**OBJECTIVE**
Return the listing below line for line, without changing any of its text, and leave the pictures out of your answer.

================================

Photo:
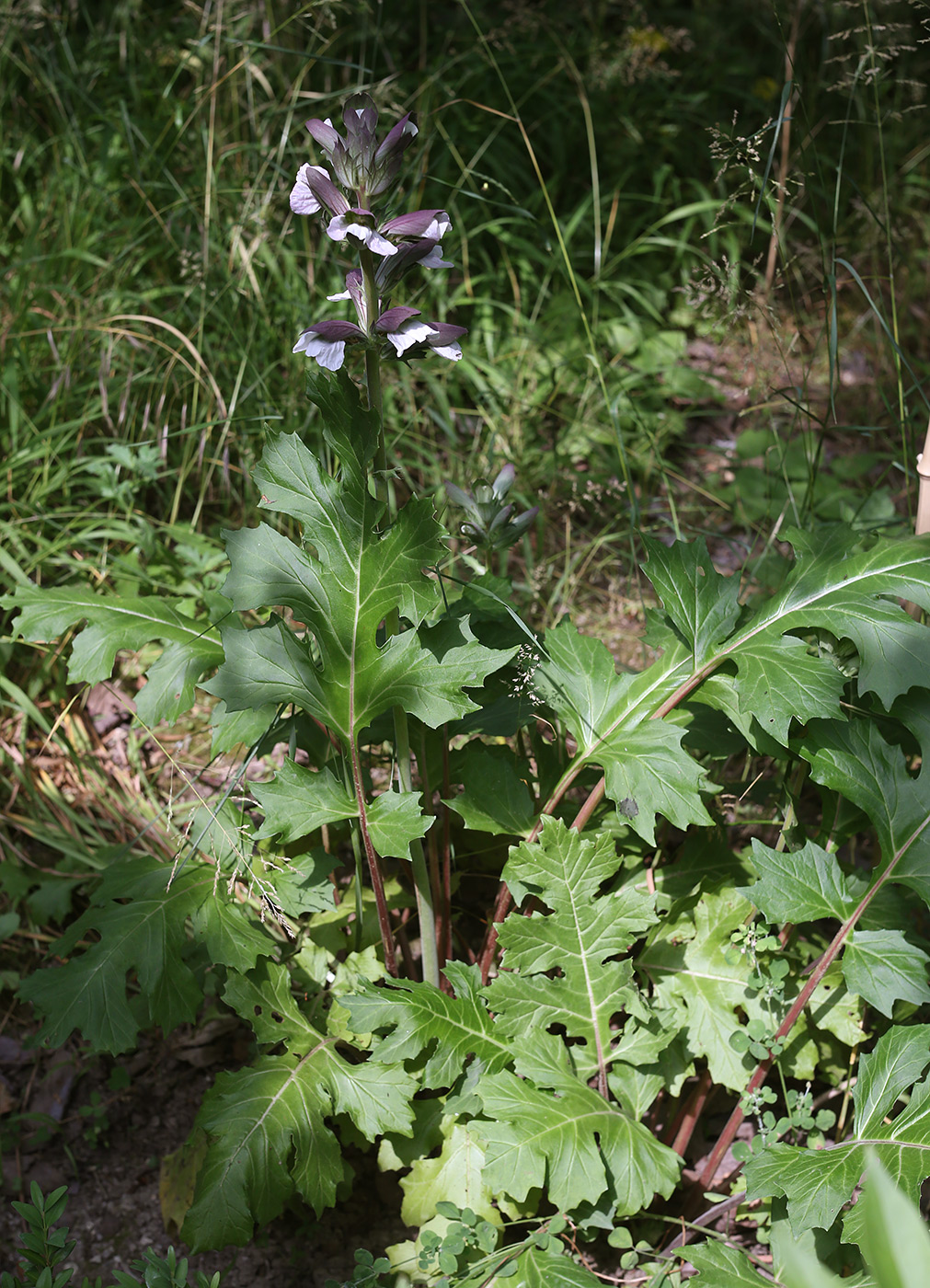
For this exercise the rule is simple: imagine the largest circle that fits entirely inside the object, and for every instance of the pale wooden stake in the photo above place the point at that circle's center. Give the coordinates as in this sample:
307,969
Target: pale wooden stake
923,522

================================

**ANSWER TO THE EXERCISE**
Photo:
For this exercise the rule is simple: imagine the largest circle that fits entirely inside the object, and for every instance of the pale wooden stake in the photo above place the point at that circle's center. Give the coordinates as in this sample:
307,969
Target: pale wooden stake
923,522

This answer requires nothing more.